▸ Required work
Recast all the rows below as a Markdown table with two columns, "No." and "Line". Give each row a number and leave out blank lines.
>> start Given information
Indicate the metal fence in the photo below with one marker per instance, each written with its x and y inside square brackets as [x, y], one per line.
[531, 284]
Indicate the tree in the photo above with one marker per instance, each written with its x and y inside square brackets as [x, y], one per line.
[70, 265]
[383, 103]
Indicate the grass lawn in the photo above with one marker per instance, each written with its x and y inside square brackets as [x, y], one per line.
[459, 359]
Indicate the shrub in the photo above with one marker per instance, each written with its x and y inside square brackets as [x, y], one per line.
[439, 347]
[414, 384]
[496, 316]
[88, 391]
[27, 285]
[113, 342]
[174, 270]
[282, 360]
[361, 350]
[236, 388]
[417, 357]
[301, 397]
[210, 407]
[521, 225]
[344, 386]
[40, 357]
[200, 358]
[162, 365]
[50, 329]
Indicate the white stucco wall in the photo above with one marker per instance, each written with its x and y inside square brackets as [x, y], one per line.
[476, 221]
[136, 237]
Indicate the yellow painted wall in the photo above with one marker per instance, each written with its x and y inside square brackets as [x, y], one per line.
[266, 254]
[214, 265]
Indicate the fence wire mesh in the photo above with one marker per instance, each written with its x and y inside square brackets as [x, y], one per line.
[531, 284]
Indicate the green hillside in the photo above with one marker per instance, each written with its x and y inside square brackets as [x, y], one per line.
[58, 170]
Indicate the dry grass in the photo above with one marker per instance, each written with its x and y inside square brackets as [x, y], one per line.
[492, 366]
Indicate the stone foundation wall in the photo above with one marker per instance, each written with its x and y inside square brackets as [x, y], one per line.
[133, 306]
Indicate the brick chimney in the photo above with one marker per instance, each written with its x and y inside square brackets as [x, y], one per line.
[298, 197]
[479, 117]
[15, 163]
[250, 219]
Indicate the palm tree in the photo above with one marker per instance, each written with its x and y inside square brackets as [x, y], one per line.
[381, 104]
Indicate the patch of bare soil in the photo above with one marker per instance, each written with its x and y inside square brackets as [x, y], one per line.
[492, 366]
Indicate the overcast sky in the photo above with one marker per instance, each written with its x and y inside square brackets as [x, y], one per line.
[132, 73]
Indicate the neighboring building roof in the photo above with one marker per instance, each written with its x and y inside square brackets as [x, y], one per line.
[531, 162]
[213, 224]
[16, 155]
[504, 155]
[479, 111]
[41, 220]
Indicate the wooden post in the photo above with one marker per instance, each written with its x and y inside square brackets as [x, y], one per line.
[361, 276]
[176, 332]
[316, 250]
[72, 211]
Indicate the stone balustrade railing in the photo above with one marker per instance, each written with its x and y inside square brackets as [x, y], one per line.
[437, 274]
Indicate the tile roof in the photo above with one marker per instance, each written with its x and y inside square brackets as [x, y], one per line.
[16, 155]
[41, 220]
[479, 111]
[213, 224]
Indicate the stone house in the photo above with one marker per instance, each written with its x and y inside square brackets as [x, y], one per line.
>> end Given information
▸ Result for this exercise
| No. | Line |
|---|---|
| 1 | Indicate the metal fence in the photo below with one marker per instance, each written with its x and y inside square brackets as [x, y], one per line. |
| 2 | [531, 284] |
| 3 | Indicate the tree in the photo above with one marker per instance, each written with its x and y inside square brackets as [x, y], one per line. |
| 4 | [70, 265] |
| 5 | [383, 103] |
| 6 | Indicate the grass lawn in the photo above with one marker per instance, each written with its x and y inside square brackets as [x, y], one per line. |
| 7 | [459, 359] |
| 8 | Indicate the shrub in the photo above with one marker per instance, each written with its x and y inside square brackets as [x, y], one per line. |
| 9 | [439, 347] |
| 10 | [414, 384] |
| 11 | [496, 316] |
| 12 | [88, 391] |
| 13 | [27, 285] |
| 14 | [113, 342] |
| 15 | [174, 270] |
| 16 | [282, 360] |
| 17 | [361, 350] |
| 18 | [236, 388] |
| 19 | [417, 357] |
| 20 | [301, 397] |
| 21 | [210, 407] |
| 22 | [521, 225] |
| 23 | [344, 386] |
| 24 | [40, 357] |
| 25 | [200, 358] |
| 26 | [162, 365] |
| 27 | [50, 329] |
| 28 | Indicate the white stucco wall in the photo above with one marker per instance, each written with its x and y inside square brackets as [x, y], one per line. |
| 29 | [476, 221] |
| 30 | [136, 237] |
| 31 | Indicate the yellow painted wall in the photo above with one marker per instance, each written with its x and y inside square brackets as [x, y], one per line. |
| 32 | [266, 254] |
| 33 | [214, 265] |
| 34 | Indicate the fence wire mesh in the photo above with one marker per instance, each written with its x and y inside square brackets as [x, y], one per line. |
| 35 | [531, 284] |
| 36 | Indicate the green hillside in the photo above with one marker per instance, each written with its x and y inside square brackets as [x, y], one per line. |
| 37 | [58, 170] |
| 38 | Indicate the dry grass in the photo above with one marker per instance, each written with its x and y inside square brackets as [x, y], one per line. |
| 39 | [492, 366] |
| 40 | Indicate the stone foundation wall in the photo above with one marker per instance, each written with its x and y inside square brackets as [x, y], one per line. |
| 41 | [133, 306] |
| 42 | Indicate the brick chimney in the photo above with one marker per instance, each written with its x and y inside square brackets as [x, y], one per line. |
| 43 | [298, 197] |
| 44 | [479, 117] |
| 45 | [15, 163] |
| 46 | [250, 219] |
| 47 | Indicate the palm tree in the photo above with one marker per instance, each written with its x and y inside square brackets as [x, y], one per line. |
| 48 | [381, 104] |
| 49 | Indicate the patch of bare soil in the photo above with one marker per instance, each written with its x and y inside square brackets as [x, y], one per line. |
| 50 | [492, 366] |
| 51 | Indicate the overcast sky in the photo above with one marker per instance, each written with its x and y inside square brackets as [x, y], one per line. |
| 52 | [132, 73] |
| 53 | Indicate the neighboring building roof in the photo above with one marker per instance, each written with its x and y inside square brackets as [x, y], one per line. |
| 54 | [531, 162] |
| 55 | [213, 224] |
| 56 | [16, 155] |
| 57 | [504, 155] |
| 58 | [479, 111] |
| 59 | [41, 220] |
| 60 | Indicate the wooden post in the photo above with one marker per instance, each written with its x and y inside square brackets as [x, y], one per line. |
| 61 | [361, 276] |
| 62 | [176, 332] |
| 63 | [316, 250] |
| 64 | [72, 211] |
| 65 | Indicate the stone balustrade railing in the photo above with one marker per instance, each written with its x and y inside square brackets as [x, y], one per line. |
| 66 | [437, 274] |
| 67 | Indicate the tile roof in the photo above with one marker per instance, each written with its x and y inside square brackets as [x, y], one per line. |
| 68 | [16, 155] |
| 69 | [41, 220] |
| 70 | [479, 111] |
| 71 | [213, 224] |
| 72 | Indicate the stone house in the photo above with one marker per instance, each written with its x and y inside square brackets as [x, y], one per line. |